A year after non-urgent surgeries were postponed due to the COVID-19 pandemic, the latest progress reports show further transformation of the surgical system in British Columbia to get more patients the surgeries they need faster, the Province announced on Friday.
“Last May, we made a commitment to patients,” said Adrian Dix, Minister of Health. “We said we would deliver surgeries that were postponed due to the pandemic. We said we would schedule and deliver surgeries that were not scheduled due to the pandemic. And, we said we would change the way we deliver surgeries in B.C. to get more patients their surgery faster. One year after we postponed non-urgent scheduled surgeries, our latest progress reports on surgical renewal continue to demonstrate that the commitment is real, and so is the achievement.”
On March 16, 2020, non-urgent scheduled surgeries were postponed to ensure hospitals had the capacity for COVID-19 patients. This resulted in 32,400 fewer scheduled surgeries representing approximately 17,400 patients who had a booked scheduled surgery date postponed, and approximately 15,500 patients who would have been scheduled for surgery but were not due to COVID-19.

Entries contained in a dataset:
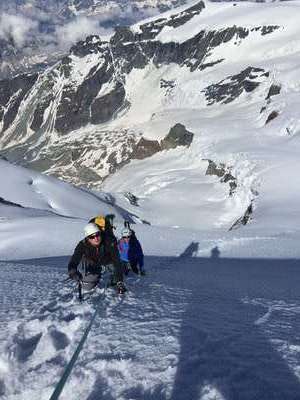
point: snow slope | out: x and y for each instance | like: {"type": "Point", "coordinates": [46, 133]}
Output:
{"type": "Point", "coordinates": [194, 328]}
{"type": "Point", "coordinates": [217, 315]}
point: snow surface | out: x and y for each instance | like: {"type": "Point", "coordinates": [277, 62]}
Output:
{"type": "Point", "coordinates": [217, 316]}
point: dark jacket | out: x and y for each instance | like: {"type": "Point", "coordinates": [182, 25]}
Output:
{"type": "Point", "coordinates": [92, 258]}
{"type": "Point", "coordinates": [135, 251]}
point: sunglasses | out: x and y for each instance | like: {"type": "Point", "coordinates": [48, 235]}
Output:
{"type": "Point", "coordinates": [96, 235]}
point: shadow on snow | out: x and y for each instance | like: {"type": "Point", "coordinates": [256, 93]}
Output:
{"type": "Point", "coordinates": [222, 347]}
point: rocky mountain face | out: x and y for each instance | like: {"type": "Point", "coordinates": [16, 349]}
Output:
{"type": "Point", "coordinates": [63, 121]}
{"type": "Point", "coordinates": [40, 42]}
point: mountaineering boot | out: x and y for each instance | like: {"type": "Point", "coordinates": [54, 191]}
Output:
{"type": "Point", "coordinates": [121, 288]}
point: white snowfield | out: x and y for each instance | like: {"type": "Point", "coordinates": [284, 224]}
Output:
{"type": "Point", "coordinates": [217, 316]}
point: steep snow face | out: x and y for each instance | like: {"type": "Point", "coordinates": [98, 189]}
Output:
{"type": "Point", "coordinates": [42, 216]}
{"type": "Point", "coordinates": [230, 78]}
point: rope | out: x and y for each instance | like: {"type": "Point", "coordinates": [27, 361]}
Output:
{"type": "Point", "coordinates": [59, 387]}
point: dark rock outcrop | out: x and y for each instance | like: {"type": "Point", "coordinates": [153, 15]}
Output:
{"type": "Point", "coordinates": [133, 200]}
{"type": "Point", "coordinates": [272, 116]}
{"type": "Point", "coordinates": [178, 136]}
{"type": "Point", "coordinates": [273, 91]}
{"type": "Point", "coordinates": [244, 219]}
{"type": "Point", "coordinates": [222, 172]}
{"type": "Point", "coordinates": [145, 148]}
{"type": "Point", "coordinates": [232, 87]}
{"type": "Point", "coordinates": [12, 92]}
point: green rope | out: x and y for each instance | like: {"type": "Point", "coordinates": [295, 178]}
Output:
{"type": "Point", "coordinates": [69, 367]}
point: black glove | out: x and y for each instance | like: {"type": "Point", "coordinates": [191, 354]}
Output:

TASKS FOR THIS EXERCISE:
1 – Answer these questions using the announcement on surgical renewal in British Columbia:
(a) Who is quoted as Minister of Health?
(b) On what date were non-urgent scheduled surgeries postponed?
(c) By how many did scheduled surgeries fall as a result?
2 – Go on with the announcement on surgical renewal in British Columbia, starting after its final sentence.
The entries are separate material and do not belong to the text on surgical renewal in British Columbia.

RESPONSES PER TASK:
1 –
(a) Adrian Dix
(b) March 16, 2020
(c) 32,400

2 –
On May 7, 2020, the surgical renewal commitment to patients was launched, and on May 18, non-urgent scheduled surgeries resumed. When patients were contacted for surgery, some – in consultation with their surgeon – decided not to proceed. As of this reporting period, that left 15,373 postponed scheduled surgeries to be delivered.
As of February 4, 2021, health authorities had completed 95% of these 15,373 surgeries.
Surgical Renewal Progress Reports 7-9 cover the period from November 13, 2020, to February 4, 2021.
* 23,502 urgent scheduled surgeries were performed, 1,731 more than in the previous November to February time frame.
* The wait-list size for urgent cases has been reduced by 12% compared to the previous November to February time frame.
* 36,724 non-urgent surgeries were performed; including 5,395 non-urgent surgeries performed for patients waiting longer than two times their target wait, a 36% increase compared to the previous November to February time frame.
* The wait list-size for non-urgent cases has been reduced by 9% compared to the previous November to February time frame.
* The total wait-list size was reduced to 84,075, a 10% decrease compared to the previous November to February time frame and a 16% decrease compared to the peak wait-list size on May 28.
* Operating rooms ran 5,246 more hours over the previous November to February time frame.
* A total of 78,323 scheduled and unscheduled surgeries were completed, 2,337 more than in the previous November to February time frame, including 2,922 more scheduled surgeries and 585 fewer unscheduled surgeries.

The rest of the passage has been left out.